[start Given records]
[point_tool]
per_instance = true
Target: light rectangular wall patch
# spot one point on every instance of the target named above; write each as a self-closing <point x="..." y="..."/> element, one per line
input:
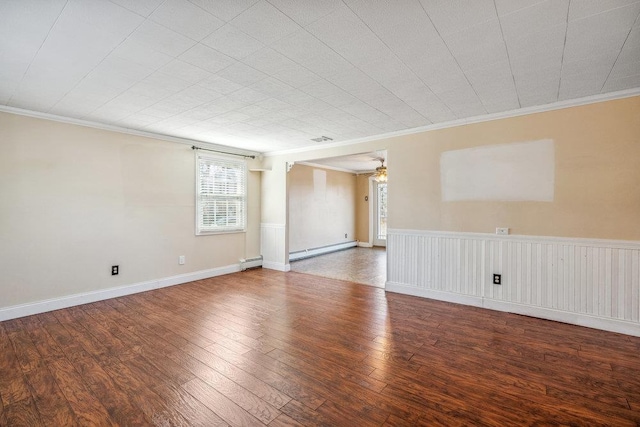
[end Given records]
Retype every line of the item above without changing anything, and leave the picture out.

• [Final result]
[point_tool]
per_instance = true
Target: light rectangular wall patch
# spot one point on every instance of the target named above; write each as a self-closing <point x="..." y="..."/> element, one per line
input:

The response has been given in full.